_Required action_: In the records below, pick out all lines containing the word "outline".

_Data supplied_:
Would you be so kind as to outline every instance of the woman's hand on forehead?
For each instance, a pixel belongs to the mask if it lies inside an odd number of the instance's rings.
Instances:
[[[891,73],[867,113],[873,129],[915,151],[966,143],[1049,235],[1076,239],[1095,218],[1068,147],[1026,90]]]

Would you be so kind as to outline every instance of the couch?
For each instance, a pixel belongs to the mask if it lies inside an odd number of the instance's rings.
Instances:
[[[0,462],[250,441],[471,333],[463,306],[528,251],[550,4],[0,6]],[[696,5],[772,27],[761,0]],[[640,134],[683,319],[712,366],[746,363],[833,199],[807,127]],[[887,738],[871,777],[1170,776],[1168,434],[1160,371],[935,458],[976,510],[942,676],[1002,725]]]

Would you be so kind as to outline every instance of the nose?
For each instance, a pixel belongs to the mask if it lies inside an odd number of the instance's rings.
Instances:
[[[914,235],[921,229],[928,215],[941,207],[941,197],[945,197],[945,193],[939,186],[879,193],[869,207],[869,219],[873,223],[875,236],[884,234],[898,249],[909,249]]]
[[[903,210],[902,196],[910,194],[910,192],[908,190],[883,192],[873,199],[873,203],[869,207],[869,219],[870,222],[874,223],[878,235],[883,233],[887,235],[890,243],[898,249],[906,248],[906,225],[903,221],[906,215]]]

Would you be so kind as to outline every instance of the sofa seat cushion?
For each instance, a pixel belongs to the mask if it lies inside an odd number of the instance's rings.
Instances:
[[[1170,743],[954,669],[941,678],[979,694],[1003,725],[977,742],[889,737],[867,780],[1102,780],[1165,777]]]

_Task result_:
Would you be so kind as to outline every instance of the woman's hand on forehead?
Would you be so kind as to outline every instance of the couch?
Would you be so kind as to outline every instance of the nose?
Would you be so kind as to outline every instance of the sofa seat cushion?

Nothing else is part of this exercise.